Task item A: In the passage on the Society of St. Pius X, what did the society's leadership in Italy cancel?
Task item B: Continue the passage on the Society of St. Pius X, starting after its final sentence.

Passage for review:
The fact that Abrahamowicz would voice these sentiments even after Fellay had apologized, and after Fellay insisted that the Society of St. Pius X has no competence to speak on anything other than faith and morals, illustrates how deeply entrenched they are in some quarters of traditionalist Catholicism.

The Abrahamowicz interview prompted the Vatican spokesperson, Jesuit Fr. Federico Lombardi, to go on Vatican Radio to say that "whoever denies the fact of the Shoah knows nothing of the mystery of God, nor of the Cross of Christ." Holocaust denial is "even more serious," Lombardi said, when it "comes from the mouth of a priest or a bishop, meaning a Christian minister, whether or not he's in union with the Catholic church."

Meanwhile, Fr. Pierpaolo Petrucci, a prior within the Society of St. Pius X, told reporters on Thursday that traditionalists still believe that many aspects of Vatican II "contradict the teaching of previous popes." In particular, Petrucci said the Lefebvrites remain "scandalized" by Pope Benedict XVI's 2006 trip to Turkey, in which the pope paused for a moment of silent prayer in the Blue Mosque alongside the Grand Mufti of Istanbul. Petrucci said that popes before Vatican II had rejected inter-religious relations as a matter of principle, implying that Benedict XVI (like John Paul before him) is some sort of apostate.

In the wake of all this, the leadership of the Society of St. Pius X in Italy has canceled an upcoming national meeting, in order to avoid "further polemics and confusion." Translation: the leadership wasn't sure it could keep a lid on what might be said on the floor of the meeting, or around the edges.

Entries provided:
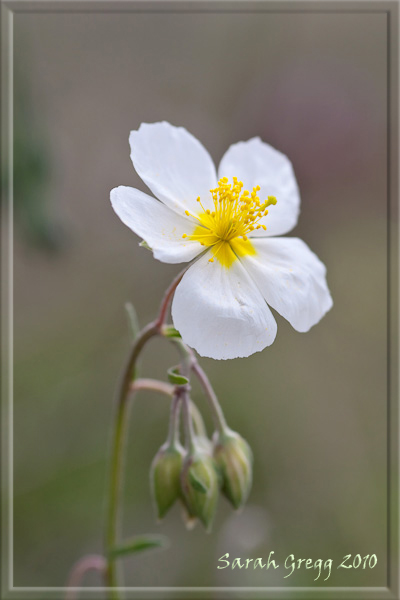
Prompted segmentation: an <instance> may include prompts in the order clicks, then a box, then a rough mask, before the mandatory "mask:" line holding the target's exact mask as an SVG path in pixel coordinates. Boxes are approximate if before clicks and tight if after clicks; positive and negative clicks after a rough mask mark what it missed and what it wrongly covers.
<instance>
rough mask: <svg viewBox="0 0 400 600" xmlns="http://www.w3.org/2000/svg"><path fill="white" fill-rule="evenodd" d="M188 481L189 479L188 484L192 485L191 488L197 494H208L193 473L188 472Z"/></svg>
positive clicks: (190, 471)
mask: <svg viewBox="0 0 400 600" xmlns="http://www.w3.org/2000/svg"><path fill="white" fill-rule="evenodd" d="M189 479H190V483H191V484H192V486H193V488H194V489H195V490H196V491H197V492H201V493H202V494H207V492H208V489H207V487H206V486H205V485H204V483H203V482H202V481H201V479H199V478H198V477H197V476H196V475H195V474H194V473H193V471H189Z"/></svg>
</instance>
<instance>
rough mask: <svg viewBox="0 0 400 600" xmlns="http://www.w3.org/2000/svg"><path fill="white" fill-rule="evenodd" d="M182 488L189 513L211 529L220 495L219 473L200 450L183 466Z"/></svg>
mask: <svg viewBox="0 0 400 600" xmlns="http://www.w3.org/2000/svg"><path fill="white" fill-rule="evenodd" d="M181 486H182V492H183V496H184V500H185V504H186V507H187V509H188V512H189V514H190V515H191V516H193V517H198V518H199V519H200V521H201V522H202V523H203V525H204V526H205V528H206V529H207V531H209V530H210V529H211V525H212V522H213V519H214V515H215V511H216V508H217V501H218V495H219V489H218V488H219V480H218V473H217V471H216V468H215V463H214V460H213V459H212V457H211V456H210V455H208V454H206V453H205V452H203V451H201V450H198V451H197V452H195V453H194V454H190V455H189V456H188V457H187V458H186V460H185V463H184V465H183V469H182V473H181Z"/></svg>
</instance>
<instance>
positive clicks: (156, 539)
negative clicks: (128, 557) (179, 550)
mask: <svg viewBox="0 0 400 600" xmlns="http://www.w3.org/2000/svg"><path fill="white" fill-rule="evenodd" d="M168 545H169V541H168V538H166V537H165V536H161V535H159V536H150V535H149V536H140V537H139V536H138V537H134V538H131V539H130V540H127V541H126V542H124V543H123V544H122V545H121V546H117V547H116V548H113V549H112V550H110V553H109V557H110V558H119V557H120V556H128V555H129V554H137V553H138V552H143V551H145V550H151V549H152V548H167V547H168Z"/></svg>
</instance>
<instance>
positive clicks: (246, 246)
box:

Response A: An upcoming national meeting.

Response B:
What recent events make clear is that there are two camps in the small universe that rotates around the Society of St. Pius X. The first, represented by Fellay, is composed of traditionalists whose concerns are solely liturgical and doctrinal, and who see the future of their movement as a leaven within the formal structures of the church; the second, represented by Williamson and Abrahamowicz, includes people for whom theological traditionalism bleeds off into far-right politics, xenophobia, and conspiracy theories, and who are far more suspicious of any "deal" with the post-conciliar church.

Benedict XVI's calculation seems to be that the former represent the majority, and that the best way to isolate them from the latter is to open the door wide enough that only the real intransigents will refuse to walk through it.The risk, of course, is that the outside world won't see the pope trying to steer the traditionalists toward moderation; it will instead see the pope rolling out the red carpet for a group that includes Holocaust deniers and hate-mongers.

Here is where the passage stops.